» **Exercise requirements**
Copy every line below that has the word "reflection" in it.

(Stored data entries)

◆ ◆ ◆ ◆ ◆ ◆ ◆

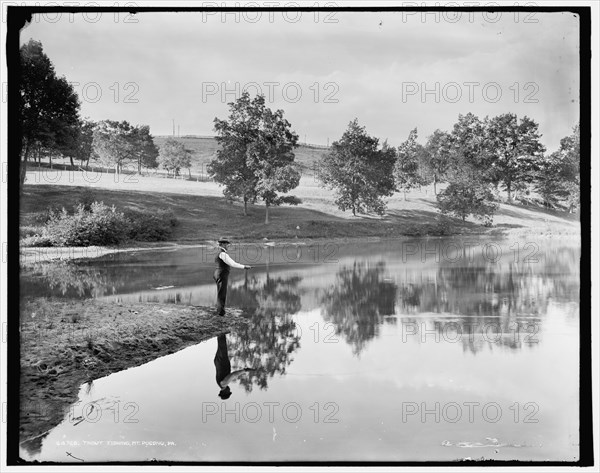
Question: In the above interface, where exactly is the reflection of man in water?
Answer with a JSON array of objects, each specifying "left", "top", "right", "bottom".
[
  {"left": 214, "top": 334, "right": 254, "bottom": 399},
  {"left": 214, "top": 237, "right": 252, "bottom": 317}
]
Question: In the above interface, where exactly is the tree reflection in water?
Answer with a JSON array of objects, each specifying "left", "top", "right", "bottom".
[
  {"left": 320, "top": 261, "right": 397, "bottom": 356},
  {"left": 224, "top": 271, "right": 302, "bottom": 393},
  {"left": 396, "top": 247, "right": 580, "bottom": 354}
]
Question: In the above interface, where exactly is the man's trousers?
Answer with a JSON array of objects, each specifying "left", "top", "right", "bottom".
[{"left": 213, "top": 269, "right": 229, "bottom": 316}]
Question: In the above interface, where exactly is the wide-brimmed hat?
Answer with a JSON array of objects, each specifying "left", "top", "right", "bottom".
[{"left": 217, "top": 237, "right": 231, "bottom": 244}]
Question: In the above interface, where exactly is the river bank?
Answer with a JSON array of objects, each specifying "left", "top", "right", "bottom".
[{"left": 19, "top": 298, "right": 248, "bottom": 450}]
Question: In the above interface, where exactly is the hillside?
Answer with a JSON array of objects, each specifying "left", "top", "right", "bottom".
[{"left": 154, "top": 135, "right": 329, "bottom": 176}]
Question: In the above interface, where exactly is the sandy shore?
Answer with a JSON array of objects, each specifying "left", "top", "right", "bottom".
[{"left": 19, "top": 298, "right": 248, "bottom": 449}]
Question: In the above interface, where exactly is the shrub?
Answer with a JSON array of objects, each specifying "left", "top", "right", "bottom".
[
  {"left": 43, "top": 202, "right": 130, "bottom": 246},
  {"left": 21, "top": 234, "right": 54, "bottom": 247},
  {"left": 24, "top": 202, "right": 179, "bottom": 247},
  {"left": 20, "top": 225, "right": 42, "bottom": 238},
  {"left": 77, "top": 188, "right": 97, "bottom": 212},
  {"left": 124, "top": 208, "right": 178, "bottom": 241},
  {"left": 30, "top": 205, "right": 63, "bottom": 224}
]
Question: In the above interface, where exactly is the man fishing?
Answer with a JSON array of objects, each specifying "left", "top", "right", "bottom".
[
  {"left": 214, "top": 237, "right": 252, "bottom": 317},
  {"left": 214, "top": 334, "right": 255, "bottom": 399}
]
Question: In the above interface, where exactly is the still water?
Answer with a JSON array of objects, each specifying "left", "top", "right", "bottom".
[{"left": 20, "top": 237, "right": 580, "bottom": 462}]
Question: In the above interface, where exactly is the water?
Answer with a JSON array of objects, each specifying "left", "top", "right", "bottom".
[{"left": 19, "top": 237, "right": 580, "bottom": 462}]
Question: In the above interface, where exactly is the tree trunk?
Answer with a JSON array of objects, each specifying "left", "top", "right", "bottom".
[
  {"left": 138, "top": 158, "right": 142, "bottom": 175},
  {"left": 403, "top": 191, "right": 407, "bottom": 201},
  {"left": 265, "top": 202, "right": 270, "bottom": 224},
  {"left": 352, "top": 204, "right": 356, "bottom": 216},
  {"left": 20, "top": 141, "right": 31, "bottom": 189},
  {"left": 243, "top": 197, "right": 248, "bottom": 216},
  {"left": 69, "top": 156, "right": 74, "bottom": 168},
  {"left": 507, "top": 181, "right": 512, "bottom": 202},
  {"left": 433, "top": 175, "right": 437, "bottom": 195}
]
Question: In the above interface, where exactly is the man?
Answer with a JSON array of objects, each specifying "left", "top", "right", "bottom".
[
  {"left": 214, "top": 333, "right": 255, "bottom": 399},
  {"left": 214, "top": 237, "right": 251, "bottom": 316}
]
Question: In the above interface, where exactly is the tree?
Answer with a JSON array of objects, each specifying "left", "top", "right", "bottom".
[
  {"left": 395, "top": 128, "right": 426, "bottom": 200},
  {"left": 536, "top": 123, "right": 580, "bottom": 212},
  {"left": 158, "top": 138, "right": 192, "bottom": 177},
  {"left": 209, "top": 92, "right": 301, "bottom": 222},
  {"left": 436, "top": 114, "right": 498, "bottom": 225},
  {"left": 423, "top": 129, "right": 452, "bottom": 195},
  {"left": 73, "top": 118, "right": 96, "bottom": 168},
  {"left": 19, "top": 39, "right": 81, "bottom": 187},
  {"left": 485, "top": 113, "right": 546, "bottom": 201},
  {"left": 92, "top": 120, "right": 133, "bottom": 174},
  {"left": 245, "top": 109, "right": 301, "bottom": 224},
  {"left": 319, "top": 119, "right": 396, "bottom": 216},
  {"left": 132, "top": 125, "right": 159, "bottom": 173},
  {"left": 436, "top": 176, "right": 498, "bottom": 225}
]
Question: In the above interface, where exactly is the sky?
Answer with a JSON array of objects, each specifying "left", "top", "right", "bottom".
[{"left": 19, "top": 8, "right": 580, "bottom": 151}]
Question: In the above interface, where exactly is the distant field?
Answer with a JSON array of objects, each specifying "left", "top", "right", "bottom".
[{"left": 153, "top": 135, "right": 329, "bottom": 175}]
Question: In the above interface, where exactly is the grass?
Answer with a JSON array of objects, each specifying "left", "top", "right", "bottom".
[{"left": 20, "top": 151, "right": 580, "bottom": 248}]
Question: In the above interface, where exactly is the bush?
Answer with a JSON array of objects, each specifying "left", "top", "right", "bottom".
[
  {"left": 77, "top": 188, "right": 97, "bottom": 212},
  {"left": 21, "top": 234, "right": 54, "bottom": 247},
  {"left": 124, "top": 208, "right": 178, "bottom": 242},
  {"left": 43, "top": 202, "right": 130, "bottom": 246},
  {"left": 20, "top": 225, "right": 43, "bottom": 238},
  {"left": 22, "top": 201, "right": 179, "bottom": 247},
  {"left": 30, "top": 205, "right": 63, "bottom": 225}
]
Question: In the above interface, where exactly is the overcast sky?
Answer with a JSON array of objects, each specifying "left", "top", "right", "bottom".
[{"left": 20, "top": 8, "right": 580, "bottom": 151}]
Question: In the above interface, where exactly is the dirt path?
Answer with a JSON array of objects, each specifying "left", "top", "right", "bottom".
[{"left": 19, "top": 298, "right": 248, "bottom": 451}]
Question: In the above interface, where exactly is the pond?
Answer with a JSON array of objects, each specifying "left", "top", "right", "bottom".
[{"left": 19, "top": 237, "right": 580, "bottom": 462}]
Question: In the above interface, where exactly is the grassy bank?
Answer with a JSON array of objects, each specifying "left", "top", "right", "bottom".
[
  {"left": 20, "top": 180, "right": 580, "bottom": 250},
  {"left": 19, "top": 298, "right": 248, "bottom": 450}
]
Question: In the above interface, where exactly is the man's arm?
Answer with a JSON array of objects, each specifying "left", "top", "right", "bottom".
[
  {"left": 220, "top": 252, "right": 250, "bottom": 269},
  {"left": 220, "top": 368, "right": 256, "bottom": 387}
]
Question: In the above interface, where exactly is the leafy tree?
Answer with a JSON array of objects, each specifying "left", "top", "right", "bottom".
[
  {"left": 395, "top": 128, "right": 426, "bottom": 199},
  {"left": 319, "top": 119, "right": 396, "bottom": 216},
  {"left": 449, "top": 113, "right": 490, "bottom": 171},
  {"left": 423, "top": 129, "right": 452, "bottom": 195},
  {"left": 436, "top": 176, "right": 498, "bottom": 225},
  {"left": 158, "top": 138, "right": 192, "bottom": 176},
  {"left": 132, "top": 125, "right": 159, "bottom": 173},
  {"left": 245, "top": 111, "right": 301, "bottom": 223},
  {"left": 209, "top": 93, "right": 301, "bottom": 222},
  {"left": 437, "top": 114, "right": 498, "bottom": 225},
  {"left": 73, "top": 118, "right": 96, "bottom": 168},
  {"left": 92, "top": 120, "right": 137, "bottom": 174},
  {"left": 536, "top": 123, "right": 580, "bottom": 212},
  {"left": 19, "top": 39, "right": 80, "bottom": 187},
  {"left": 485, "top": 113, "right": 546, "bottom": 201}
]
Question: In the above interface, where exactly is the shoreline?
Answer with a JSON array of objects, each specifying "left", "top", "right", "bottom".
[
  {"left": 20, "top": 227, "right": 581, "bottom": 265},
  {"left": 19, "top": 298, "right": 249, "bottom": 450}
]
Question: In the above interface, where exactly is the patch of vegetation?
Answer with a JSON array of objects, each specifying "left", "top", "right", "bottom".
[
  {"left": 124, "top": 208, "right": 178, "bottom": 241},
  {"left": 21, "top": 201, "right": 178, "bottom": 247}
]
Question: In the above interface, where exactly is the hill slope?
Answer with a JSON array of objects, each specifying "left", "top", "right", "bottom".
[{"left": 153, "top": 135, "right": 329, "bottom": 175}]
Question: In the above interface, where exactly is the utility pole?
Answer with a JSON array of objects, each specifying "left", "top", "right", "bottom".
[
  {"left": 178, "top": 125, "right": 180, "bottom": 137},
  {"left": 172, "top": 119, "right": 175, "bottom": 137}
]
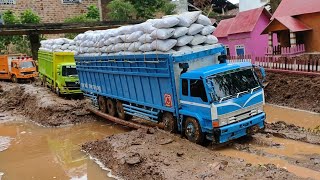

◆ ◆ ◆ ◆ ◆ ◆ ◆

» **Problem solution**
Question: In the above interface, where exactly is the reflection of man in water?
Question: In the above interface, where exactly is the tree reflection in water?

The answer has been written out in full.